■ **Exercise inputs**:
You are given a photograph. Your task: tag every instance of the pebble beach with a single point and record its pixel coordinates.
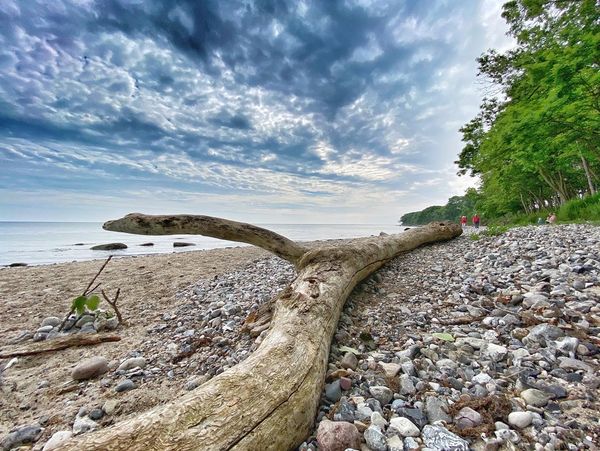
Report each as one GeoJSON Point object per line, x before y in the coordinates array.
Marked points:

...

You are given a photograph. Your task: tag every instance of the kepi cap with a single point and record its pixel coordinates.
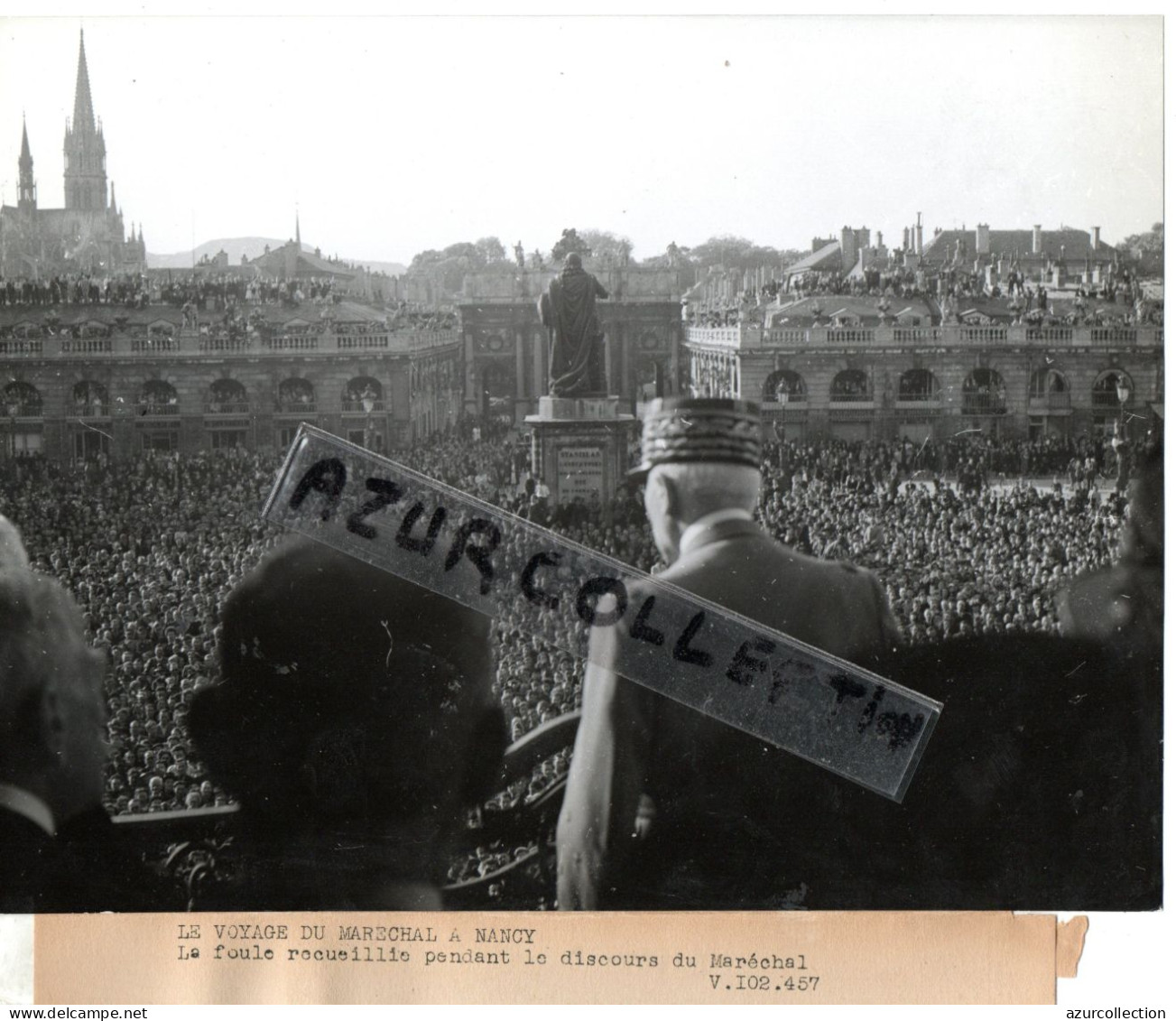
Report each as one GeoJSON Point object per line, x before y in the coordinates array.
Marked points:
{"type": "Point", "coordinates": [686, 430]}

■ **Work required**: The lines holding the string "with" in the listing above are what you should copy out.

■ **Exercise response**:
You are given a photograph. Your task: tag every instance of the pebble beach with a single point and record its pixel coordinates.
You are given a photograph. Your task: tag every instance of the kepi cap with a single point and record its pixel coordinates.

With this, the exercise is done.